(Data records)
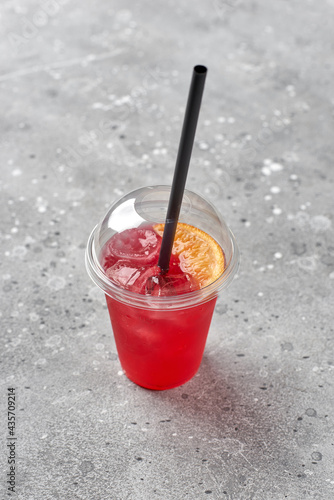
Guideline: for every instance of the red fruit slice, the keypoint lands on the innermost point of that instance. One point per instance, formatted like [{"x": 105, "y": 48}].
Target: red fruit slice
[{"x": 140, "y": 245}]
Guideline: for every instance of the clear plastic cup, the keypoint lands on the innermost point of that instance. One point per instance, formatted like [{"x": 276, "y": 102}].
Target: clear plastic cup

* **What is expected**
Rewrite the listing above, substituting "central point" for each occurrence of "innermost point" and keeping every other word unchanged. Omit the pictures from your answer.

* **The result**
Guideline: for every instance of the red fruit slice, the keypoint lands on the central point of that instance. One point per instance, formatted like [{"x": 105, "y": 48}].
Target: red fruit slice
[{"x": 140, "y": 245}]
Guideline: for every instance of the clear plastic cup, the keypoint lands on the central point of that instance. One point per instance, formatted like [{"x": 276, "y": 102}].
Target: clear plastic cup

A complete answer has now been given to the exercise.